### YOUR INSTRUCTIONS
Please edit the material, starting with the line that contains "# I want the bounding box around the distant" and going on through the line that contains "[0,0,520,213]". Return only those lines, with "silver car" changed to "gray car" and nothing else altered.
-*-
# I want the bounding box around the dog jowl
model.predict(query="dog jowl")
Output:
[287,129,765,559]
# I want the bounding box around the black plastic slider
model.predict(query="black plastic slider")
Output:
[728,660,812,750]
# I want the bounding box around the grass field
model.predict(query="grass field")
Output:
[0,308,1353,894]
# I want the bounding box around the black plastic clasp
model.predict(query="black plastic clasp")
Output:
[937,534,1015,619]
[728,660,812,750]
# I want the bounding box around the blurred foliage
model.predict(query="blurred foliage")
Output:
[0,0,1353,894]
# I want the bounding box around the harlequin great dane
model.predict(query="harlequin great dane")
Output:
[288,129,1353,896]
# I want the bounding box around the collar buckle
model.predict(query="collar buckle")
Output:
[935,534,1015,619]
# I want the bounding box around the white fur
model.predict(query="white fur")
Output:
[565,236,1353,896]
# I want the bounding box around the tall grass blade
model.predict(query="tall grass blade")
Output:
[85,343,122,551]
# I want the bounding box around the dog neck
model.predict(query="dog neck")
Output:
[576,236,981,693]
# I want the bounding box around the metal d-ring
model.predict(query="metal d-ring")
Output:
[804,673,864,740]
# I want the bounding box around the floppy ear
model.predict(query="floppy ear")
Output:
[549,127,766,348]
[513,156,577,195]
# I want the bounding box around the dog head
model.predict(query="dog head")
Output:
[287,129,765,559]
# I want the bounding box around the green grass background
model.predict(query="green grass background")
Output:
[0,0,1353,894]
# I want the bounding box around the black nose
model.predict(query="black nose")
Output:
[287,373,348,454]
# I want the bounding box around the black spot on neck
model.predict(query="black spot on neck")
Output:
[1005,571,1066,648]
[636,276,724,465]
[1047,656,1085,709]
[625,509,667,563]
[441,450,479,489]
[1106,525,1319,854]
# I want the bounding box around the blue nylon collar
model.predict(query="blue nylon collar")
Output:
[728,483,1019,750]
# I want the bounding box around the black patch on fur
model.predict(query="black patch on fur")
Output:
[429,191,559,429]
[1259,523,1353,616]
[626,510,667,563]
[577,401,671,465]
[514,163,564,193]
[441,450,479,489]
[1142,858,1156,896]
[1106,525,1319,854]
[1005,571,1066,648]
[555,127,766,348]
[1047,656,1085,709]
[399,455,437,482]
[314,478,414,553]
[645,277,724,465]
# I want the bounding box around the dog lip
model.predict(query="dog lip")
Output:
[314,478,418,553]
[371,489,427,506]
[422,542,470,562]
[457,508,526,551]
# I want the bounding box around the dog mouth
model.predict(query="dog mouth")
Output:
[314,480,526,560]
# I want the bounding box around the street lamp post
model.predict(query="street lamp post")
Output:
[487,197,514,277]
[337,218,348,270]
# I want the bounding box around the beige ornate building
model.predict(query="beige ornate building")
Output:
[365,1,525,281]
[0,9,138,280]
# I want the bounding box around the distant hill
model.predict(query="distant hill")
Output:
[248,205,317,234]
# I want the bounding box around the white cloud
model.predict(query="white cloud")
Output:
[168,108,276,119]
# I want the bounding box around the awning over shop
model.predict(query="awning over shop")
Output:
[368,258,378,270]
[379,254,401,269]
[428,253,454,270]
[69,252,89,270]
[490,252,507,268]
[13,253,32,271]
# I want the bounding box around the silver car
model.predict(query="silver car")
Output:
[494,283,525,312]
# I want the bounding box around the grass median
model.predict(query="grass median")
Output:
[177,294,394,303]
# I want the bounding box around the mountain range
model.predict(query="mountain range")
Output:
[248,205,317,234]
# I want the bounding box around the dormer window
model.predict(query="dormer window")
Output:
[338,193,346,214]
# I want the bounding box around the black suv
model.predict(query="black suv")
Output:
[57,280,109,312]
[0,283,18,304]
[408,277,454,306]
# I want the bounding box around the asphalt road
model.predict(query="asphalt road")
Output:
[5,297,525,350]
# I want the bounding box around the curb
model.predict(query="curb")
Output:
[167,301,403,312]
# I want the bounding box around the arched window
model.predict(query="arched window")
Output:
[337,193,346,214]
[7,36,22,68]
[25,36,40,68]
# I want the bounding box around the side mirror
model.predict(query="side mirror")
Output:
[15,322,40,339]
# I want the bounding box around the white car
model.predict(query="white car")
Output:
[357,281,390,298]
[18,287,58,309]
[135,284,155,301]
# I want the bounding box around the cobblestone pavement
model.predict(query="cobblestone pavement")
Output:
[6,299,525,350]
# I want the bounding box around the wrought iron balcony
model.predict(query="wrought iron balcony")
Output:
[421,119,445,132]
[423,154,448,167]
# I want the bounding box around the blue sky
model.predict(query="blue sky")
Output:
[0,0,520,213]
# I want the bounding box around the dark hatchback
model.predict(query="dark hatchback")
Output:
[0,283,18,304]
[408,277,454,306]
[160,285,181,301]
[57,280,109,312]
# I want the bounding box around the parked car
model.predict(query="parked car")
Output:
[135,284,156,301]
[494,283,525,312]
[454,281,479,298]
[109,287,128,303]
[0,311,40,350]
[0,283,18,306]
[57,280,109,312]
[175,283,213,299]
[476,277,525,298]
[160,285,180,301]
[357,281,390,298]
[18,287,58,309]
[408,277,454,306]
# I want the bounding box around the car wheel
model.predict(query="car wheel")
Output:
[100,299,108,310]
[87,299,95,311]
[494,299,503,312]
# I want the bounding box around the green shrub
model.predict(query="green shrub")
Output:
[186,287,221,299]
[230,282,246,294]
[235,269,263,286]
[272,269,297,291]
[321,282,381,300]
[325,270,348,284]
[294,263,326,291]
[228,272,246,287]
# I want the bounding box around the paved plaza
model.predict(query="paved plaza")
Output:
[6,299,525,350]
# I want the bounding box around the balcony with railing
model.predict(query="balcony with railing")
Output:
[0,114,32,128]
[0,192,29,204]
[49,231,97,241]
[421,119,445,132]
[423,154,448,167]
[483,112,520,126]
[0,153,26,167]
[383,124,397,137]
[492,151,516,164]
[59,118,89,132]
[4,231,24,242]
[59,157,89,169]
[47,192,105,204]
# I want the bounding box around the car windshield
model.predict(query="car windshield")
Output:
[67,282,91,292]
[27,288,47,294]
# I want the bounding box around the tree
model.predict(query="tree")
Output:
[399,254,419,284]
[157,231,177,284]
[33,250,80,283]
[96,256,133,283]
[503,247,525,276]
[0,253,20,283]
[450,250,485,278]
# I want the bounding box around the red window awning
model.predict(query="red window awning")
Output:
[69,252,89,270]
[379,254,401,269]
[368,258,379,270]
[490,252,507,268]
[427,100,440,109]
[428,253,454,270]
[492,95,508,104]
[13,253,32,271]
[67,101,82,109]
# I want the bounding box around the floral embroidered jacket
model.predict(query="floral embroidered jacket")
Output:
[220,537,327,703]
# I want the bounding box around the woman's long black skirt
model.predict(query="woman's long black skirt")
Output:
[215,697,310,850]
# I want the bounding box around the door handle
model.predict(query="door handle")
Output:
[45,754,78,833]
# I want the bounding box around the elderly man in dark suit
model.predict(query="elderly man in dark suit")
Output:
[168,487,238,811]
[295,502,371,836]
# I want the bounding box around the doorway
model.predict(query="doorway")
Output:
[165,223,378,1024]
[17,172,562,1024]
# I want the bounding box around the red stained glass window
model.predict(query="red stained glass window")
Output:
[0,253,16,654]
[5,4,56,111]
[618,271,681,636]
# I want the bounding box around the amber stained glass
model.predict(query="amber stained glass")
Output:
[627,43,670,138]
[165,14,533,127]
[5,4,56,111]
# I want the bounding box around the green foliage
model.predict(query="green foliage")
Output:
-*-
### FULL ANSWER
# I want the bounding box around the distant hill
model.predict(query="distant hill")
Output:
[248,205,317,234]
# I want the bounding box around the white cloud
model.predict(query="white cloud")
Output:
[168,108,276,119]
# I want the bounding box around the awning over shop
model.predict(query="awning over shop")
Output:
[368,258,378,270]
[379,254,401,269]
[428,253,454,270]
[69,252,89,270]
[490,252,507,268]
[13,253,32,271]
# I want the bounding box around the gray car
model.predict(query="gray car")
Output:
[494,283,525,312]
# I want the bounding box around the grass median
model.predict(query="grass median")
Output:
[177,294,394,303]
# I want the bounding box around the mountain range
model.predict(query="mountain range")
Output:
[248,205,317,234]
# I want the bounding box around the dormer window
model.predict(query="dormer window")
Output:
[338,193,346,214]
# I want the bounding box around the black suv
model.predict(query="black suv")
Output:
[57,280,109,312]
[0,283,18,304]
[408,277,454,306]
# I want the bounding box around the asphalt road
model.predict(query="asphalt road")
Output:
[5,297,525,350]
# I want the bounding box around the curb
model.predict(query="curb")
Output:
[167,301,403,312]
# I want the bounding box around the arched window
model.predict(query="arched window")
Output:
[337,193,346,214]
[7,36,22,68]
[25,36,40,68]
# I want the bounding box around the side mirror
model.predict(query="side mirror")
Output:
[15,322,40,339]
# I want the bounding box around the white car
model.predict(query="white car")
Output:
[357,281,390,298]
[18,287,58,309]
[135,284,155,301]
# I want the bounding box around the cobblestone pavement
model.predict(query="cobblestone pavement")
Output:
[6,299,525,350]
# I want the bounding box around the wrought iron balcony
model.predict(query="wrought iron balcony")
Output:
[421,119,445,132]
[423,154,448,167]
# I want the bounding box around the blue sky
model.predict(query="blue sky")
Output:
[0,0,520,213]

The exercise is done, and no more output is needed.